■ **Exercise task**
Repeat every record below exactly as it appears.

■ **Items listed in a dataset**
---

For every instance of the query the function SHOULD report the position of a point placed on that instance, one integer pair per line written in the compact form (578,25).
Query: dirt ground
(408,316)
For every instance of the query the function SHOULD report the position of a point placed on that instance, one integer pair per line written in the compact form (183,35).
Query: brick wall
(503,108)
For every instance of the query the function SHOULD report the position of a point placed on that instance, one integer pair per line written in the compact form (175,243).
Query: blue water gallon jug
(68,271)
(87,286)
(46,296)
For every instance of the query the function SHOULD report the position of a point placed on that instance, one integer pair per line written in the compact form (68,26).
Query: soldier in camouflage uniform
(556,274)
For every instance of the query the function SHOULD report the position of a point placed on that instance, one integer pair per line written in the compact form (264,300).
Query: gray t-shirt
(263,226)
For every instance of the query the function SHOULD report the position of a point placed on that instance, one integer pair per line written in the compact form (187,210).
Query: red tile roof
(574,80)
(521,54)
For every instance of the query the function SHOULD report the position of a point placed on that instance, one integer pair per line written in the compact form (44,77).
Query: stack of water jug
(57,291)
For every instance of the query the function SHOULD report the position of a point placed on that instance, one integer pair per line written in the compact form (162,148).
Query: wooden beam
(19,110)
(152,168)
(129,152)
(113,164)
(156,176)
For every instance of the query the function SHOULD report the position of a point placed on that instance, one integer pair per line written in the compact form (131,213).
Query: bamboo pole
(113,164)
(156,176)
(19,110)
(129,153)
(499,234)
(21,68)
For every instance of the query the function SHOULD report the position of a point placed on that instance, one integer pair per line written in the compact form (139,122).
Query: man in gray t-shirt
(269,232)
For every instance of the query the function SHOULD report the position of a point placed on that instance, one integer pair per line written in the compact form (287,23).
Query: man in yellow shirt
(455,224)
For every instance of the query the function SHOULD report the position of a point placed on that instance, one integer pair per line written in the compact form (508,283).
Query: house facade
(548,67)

---

■ **The answer**
For every instance of the query the function SHOULD report the position of a point placed on that instance, one integer pair per line written in the compact form (578,25).
Query: dirt ground
(408,316)
For every instance of the query the function SHOULD report the position of a point placed on that instance, one integer pair per line written in the compact form (183,35).
Query: brick wall
(503,108)
For every instance of the query the function SHOULD report the position of a point placed on that instance, one integer pair per line written in the compact form (175,243).
Query: blue water gallon jug
(68,271)
(87,286)
(46,296)
For every instance of the query the function SHOULD report the position of a point placed on that instance, one integer pair per line written in the compact form (68,26).
Query: soldier in camouflage uniform
(556,274)
For every instance of the query the function SHOULD report the position of a point placed on that instance, one integer pair per line written in the compact form (264,300).
Query: gray t-shirt
(263,226)
For every instance of the query the function SHOULD report the position of a point placed on that instance, one integer pair per line written in the compact form (187,210).
Query: red tile roof
(574,80)
(521,54)
For every instance of the query the function SHOULD report the position of a point placed on that instance, one integer pair per line written in the compact form (44,77).
Query: stack of water jug
(57,291)
For every instance of the query the function SHOULD report the position of a point placed on that instance, one integer pair per line written in the compact form (162,148).
Query: wooden beam
(19,110)
(152,168)
(129,152)
(113,164)
(156,176)
For every instance of the query the function SHOULD report the position of a point placed on that instance, one integer pair per line written in the compact form (131,213).
Query: bamboo pole
(113,164)
(156,176)
(19,110)
(129,153)
(499,234)
(21,68)
For every instance of the query the function SHOULD report the position of a point placed on that instance, one integer pair per line written in the compact form (139,122).
Query: man in gray t-shirt
(269,232)
For every instance of the query the function SHOULD report the position of a point placed on that instance, one integer pair per line written in the compact form (287,23).
Query: man in yellow shirt
(455,224)
For every instance of the query the function SHOULD report the position of a point placed on that instance, one integer pair per line written in the compact form (508,283).
Query: house facade
(548,67)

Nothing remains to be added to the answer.